(TASK OBJECTIVE):
Rewrite the lines starting at the one containing "shaped like (218,1343)." and ending at the last line of the records, requests included, shifting every coordinate in the answers down by 40. Leave the sample pairs inside the requests unchanged.

Records from a data collection
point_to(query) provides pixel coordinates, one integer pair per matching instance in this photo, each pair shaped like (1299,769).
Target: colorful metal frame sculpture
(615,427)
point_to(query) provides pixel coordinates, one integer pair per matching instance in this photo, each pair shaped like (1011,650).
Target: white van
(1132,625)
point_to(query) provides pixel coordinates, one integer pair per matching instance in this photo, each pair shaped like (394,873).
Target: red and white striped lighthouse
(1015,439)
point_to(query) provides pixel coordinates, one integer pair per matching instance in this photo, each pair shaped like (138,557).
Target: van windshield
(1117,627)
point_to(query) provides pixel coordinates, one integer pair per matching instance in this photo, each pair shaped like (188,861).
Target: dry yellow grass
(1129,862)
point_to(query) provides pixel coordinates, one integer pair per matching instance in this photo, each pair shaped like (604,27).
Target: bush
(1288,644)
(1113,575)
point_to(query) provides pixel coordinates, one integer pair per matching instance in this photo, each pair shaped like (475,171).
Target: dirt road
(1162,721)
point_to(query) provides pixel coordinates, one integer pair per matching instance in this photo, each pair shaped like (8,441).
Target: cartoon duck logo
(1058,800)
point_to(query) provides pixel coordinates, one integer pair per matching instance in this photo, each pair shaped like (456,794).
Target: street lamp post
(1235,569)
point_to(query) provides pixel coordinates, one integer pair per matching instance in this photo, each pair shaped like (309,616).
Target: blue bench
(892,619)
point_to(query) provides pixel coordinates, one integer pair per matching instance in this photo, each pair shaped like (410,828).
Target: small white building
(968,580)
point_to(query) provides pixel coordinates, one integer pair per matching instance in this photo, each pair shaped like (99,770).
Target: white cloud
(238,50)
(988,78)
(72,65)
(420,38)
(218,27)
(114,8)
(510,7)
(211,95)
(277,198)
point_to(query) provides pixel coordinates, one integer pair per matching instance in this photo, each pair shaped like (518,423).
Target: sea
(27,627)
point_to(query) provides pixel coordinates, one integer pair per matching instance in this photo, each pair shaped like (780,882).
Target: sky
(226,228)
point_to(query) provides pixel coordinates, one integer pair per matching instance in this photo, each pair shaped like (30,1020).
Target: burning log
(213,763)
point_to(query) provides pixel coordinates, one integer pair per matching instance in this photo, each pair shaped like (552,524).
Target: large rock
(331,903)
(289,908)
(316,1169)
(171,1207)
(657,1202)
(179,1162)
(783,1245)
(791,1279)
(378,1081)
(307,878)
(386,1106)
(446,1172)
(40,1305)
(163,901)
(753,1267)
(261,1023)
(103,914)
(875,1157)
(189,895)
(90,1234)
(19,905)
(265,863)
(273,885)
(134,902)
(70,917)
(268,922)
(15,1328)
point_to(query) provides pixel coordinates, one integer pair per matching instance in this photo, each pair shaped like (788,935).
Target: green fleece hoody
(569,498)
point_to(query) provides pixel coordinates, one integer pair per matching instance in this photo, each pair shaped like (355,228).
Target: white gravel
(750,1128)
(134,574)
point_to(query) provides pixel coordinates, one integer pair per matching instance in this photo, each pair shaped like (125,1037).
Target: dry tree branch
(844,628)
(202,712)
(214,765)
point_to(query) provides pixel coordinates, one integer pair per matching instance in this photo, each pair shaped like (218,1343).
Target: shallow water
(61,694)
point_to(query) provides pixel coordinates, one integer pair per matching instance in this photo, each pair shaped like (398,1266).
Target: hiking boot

(RESULT OF THE TASK):
point_to(query) provides pixel coordinates, one integer pair per matching instance in this photo, each pair shaped like (218,1343).
Target: shallow water
(21,654)
point_to(query) provides pixel coordinates, one integer pair per matching instance in this photo, each pair shaped like (398,1266).
Target: hiking boot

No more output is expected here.